Answer these questions using the blog entries below.
1. According to the film review, in how many different movies has the story of "A Star Is Born" been told?
2. How many pages long was the copy of Live and Let Die?
3. In what year was the novel Goldfinger published?

Source document:
^^^^^^^^
12.05.2018

Knee-jerk review: "A Star Is Born"

1. Let the record reflect that we saw this film almost a month ago, so we are stretching far the definition of "knee jerk." But it's our blog and we make the rules.
2. What still sticks with us all these many weeks later? The handheld, documentary-style vibe of the cinematography and all of its "sloppy" lens flares and grain.  The languid, unrushed pace of the writing - the dialogue scenes feature long silences and meaningful looks.  The idealized, romanticized world of musicians - whether it's downtown whisky bars, big loud stage shows, or plush mansion hideaways, this is a movie that loves to show you how cool it is to be a successful singer-songwriter.
3. There's a reason this story has been told in four different movies - there's something very compelling about the simplicity of the plot: newbie singer rises to the top of the industry just as her mentor boyfriend musician slides into irrelevance.
4. No, we never saw the other three versions.
5. Plus, there's Sam Elliott at his most Sam Elliott-ness.  He also delivers one of film's more raw and emotional moments when his little brother blurts out an unexpected confession.
6. It's not always subtle, but give the filmmakers credit for trying to add metaphor - repeated water imagery is a big one - and subtext to the story.  It has bigger artistic aspirations than many movies.  
7. We've long been a big fan of Lady Gaga.  She likes to project an aura of aloof weirdness, but underneath the makeup and meat dresses she's a 100% legitimate musical powerhouse. This movie does nothing to shake that assessment.
8. Weird to see Andrew Dice Clay in such a quiet, likable role.
9. Spoiler alert: we did feel a little queasy with the way the movie kinda, sorta glamorizes suicide as some kind of noble, selfless act.
10. That said, the movie pulls no punches showing the horrors of alcoholism, especially in the Grammys scene.  You'll know it when you see it.
11. "I just wanted to take another look at you."

11.28.2018

Book report: 'Live and Let Die' by Ian Fleming (1954)

Growing up, we loved the James Bond movies and remember well the excitement of watching Moonraker (79), For Your Eyes Only (81), and Octopussy (83) in movie theaters.  At a certain point during our elementary school days, we collected most of the Ian Fleming James Bond paperbacks at a discount bookstore.  We spent a good chunk of seventh grade laboring through the the novel Goldfinger (published in 1959), surely our first realization that movie adaptations can take considerable liberties with the source material.

Recently, while packing for a Thanksgiving trip, we stumbled across that dusty stack of Fleming novels.  Flipping through Live and Let Die, we were surprised to see that it ran only 159 pages.  And so, thirty years after reading Goldfinger, we decided to give Ian Fleming another crack.
^^^^^^^^
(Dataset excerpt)

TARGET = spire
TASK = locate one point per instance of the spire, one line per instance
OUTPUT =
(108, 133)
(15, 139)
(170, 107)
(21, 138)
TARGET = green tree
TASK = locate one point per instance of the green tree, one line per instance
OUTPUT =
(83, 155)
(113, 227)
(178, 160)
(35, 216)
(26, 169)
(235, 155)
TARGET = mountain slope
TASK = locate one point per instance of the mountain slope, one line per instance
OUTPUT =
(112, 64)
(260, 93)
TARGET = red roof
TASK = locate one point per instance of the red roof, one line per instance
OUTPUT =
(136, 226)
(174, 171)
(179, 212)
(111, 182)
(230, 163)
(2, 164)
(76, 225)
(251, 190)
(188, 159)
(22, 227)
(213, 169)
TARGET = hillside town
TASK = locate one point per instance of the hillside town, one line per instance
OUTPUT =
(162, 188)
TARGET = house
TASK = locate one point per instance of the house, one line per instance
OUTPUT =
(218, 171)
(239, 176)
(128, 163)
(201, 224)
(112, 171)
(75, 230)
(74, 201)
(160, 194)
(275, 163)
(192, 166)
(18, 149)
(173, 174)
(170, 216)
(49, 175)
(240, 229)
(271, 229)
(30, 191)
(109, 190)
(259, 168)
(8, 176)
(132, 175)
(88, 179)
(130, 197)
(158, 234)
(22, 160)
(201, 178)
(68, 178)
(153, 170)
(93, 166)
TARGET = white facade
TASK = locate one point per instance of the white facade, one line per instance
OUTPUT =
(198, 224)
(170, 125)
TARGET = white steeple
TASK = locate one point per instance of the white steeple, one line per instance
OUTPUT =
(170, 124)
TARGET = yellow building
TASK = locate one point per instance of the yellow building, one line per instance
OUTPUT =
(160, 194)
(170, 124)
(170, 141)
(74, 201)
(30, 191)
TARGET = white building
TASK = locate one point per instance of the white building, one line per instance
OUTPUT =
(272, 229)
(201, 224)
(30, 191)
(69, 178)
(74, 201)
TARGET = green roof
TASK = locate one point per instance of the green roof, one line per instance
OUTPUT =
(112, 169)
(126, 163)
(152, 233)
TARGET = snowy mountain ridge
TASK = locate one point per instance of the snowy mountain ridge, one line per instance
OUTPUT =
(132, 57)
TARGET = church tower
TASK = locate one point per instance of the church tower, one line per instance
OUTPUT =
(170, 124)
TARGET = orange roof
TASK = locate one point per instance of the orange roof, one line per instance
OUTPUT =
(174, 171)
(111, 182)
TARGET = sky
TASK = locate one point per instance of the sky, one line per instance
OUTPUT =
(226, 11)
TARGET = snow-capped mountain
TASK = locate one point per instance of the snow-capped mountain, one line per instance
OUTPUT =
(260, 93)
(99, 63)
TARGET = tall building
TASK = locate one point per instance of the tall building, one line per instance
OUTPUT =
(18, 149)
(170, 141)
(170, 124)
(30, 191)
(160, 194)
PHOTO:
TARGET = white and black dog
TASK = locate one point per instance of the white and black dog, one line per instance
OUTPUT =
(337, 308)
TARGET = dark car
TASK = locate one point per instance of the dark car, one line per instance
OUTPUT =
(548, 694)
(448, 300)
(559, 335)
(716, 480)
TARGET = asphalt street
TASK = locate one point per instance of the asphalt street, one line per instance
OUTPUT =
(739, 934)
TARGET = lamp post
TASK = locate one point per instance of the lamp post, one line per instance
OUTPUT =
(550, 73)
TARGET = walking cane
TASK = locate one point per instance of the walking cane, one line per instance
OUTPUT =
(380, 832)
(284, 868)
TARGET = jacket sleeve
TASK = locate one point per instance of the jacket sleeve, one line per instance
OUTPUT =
^^^^^^^^
Written answer:
1. Four
2. 159 pages
3. 1959